#### Aim of the task:
Where does the word "white" occur in the data below? Copy each line that holds it.

:::::

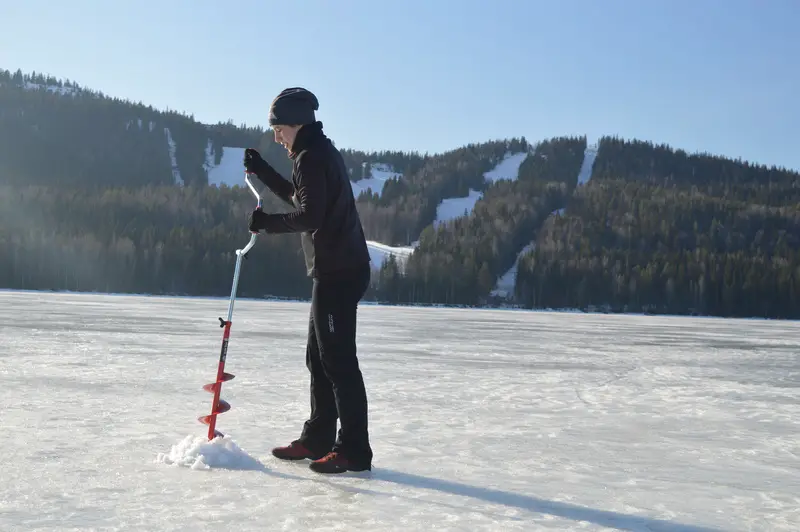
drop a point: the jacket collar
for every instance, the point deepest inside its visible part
(306, 136)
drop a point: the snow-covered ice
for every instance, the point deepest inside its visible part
(480, 419)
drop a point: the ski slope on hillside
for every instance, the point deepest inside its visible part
(448, 209)
(589, 156)
(479, 420)
(379, 174)
(504, 288)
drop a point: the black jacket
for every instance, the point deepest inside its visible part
(326, 216)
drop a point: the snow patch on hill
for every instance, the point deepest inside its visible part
(589, 156)
(379, 253)
(379, 174)
(508, 168)
(505, 284)
(130, 123)
(176, 173)
(451, 208)
(229, 171)
(64, 91)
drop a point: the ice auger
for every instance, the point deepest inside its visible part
(219, 406)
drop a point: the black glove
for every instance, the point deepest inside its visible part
(253, 162)
(256, 220)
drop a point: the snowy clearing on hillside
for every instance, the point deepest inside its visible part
(508, 168)
(506, 282)
(378, 253)
(589, 157)
(379, 174)
(176, 172)
(479, 420)
(229, 171)
(63, 91)
(451, 208)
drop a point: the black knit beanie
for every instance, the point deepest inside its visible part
(294, 106)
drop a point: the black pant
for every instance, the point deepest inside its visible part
(337, 386)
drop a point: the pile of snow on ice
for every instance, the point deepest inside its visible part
(198, 453)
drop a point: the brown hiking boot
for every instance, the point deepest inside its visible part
(334, 462)
(295, 451)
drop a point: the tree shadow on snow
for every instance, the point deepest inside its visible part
(573, 512)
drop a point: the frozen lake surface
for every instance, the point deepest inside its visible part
(480, 420)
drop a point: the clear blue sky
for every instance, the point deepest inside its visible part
(721, 76)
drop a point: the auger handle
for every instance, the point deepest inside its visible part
(252, 188)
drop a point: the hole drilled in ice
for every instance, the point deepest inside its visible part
(198, 453)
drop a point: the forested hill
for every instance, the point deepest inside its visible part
(103, 194)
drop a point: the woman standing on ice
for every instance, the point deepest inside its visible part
(337, 260)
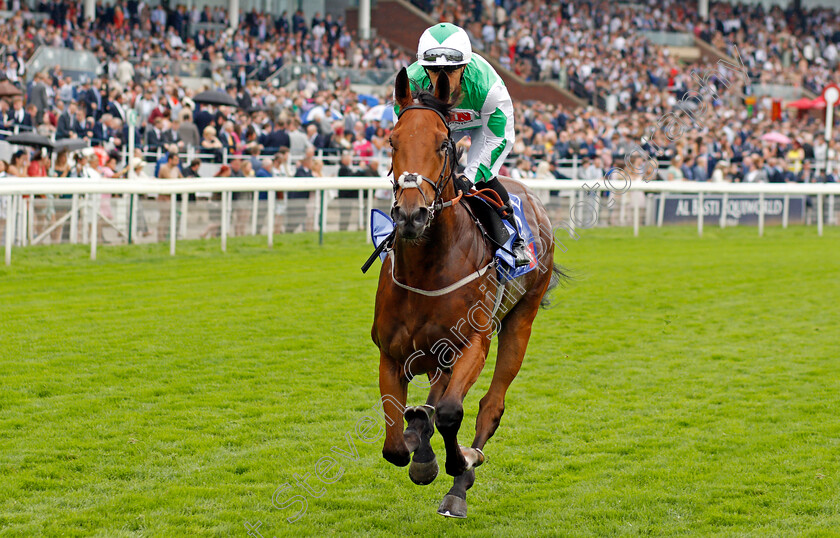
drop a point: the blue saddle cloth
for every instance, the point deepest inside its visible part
(381, 226)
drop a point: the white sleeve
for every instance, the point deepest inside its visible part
(496, 136)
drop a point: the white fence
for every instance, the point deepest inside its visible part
(18, 194)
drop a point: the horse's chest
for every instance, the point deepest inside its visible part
(402, 340)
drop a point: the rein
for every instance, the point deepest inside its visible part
(409, 180)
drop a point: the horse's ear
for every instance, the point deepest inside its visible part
(402, 92)
(442, 88)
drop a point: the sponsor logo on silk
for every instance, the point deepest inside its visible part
(462, 116)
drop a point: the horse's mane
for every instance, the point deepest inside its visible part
(428, 99)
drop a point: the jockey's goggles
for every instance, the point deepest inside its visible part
(442, 56)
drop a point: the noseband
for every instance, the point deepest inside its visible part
(410, 180)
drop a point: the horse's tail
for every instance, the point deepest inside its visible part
(559, 275)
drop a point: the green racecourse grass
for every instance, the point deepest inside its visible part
(682, 386)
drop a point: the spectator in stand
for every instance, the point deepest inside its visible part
(211, 145)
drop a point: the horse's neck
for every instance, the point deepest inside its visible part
(449, 243)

:::::

#### Task output:
drop a point: the white sleeve
drop a point: the white fence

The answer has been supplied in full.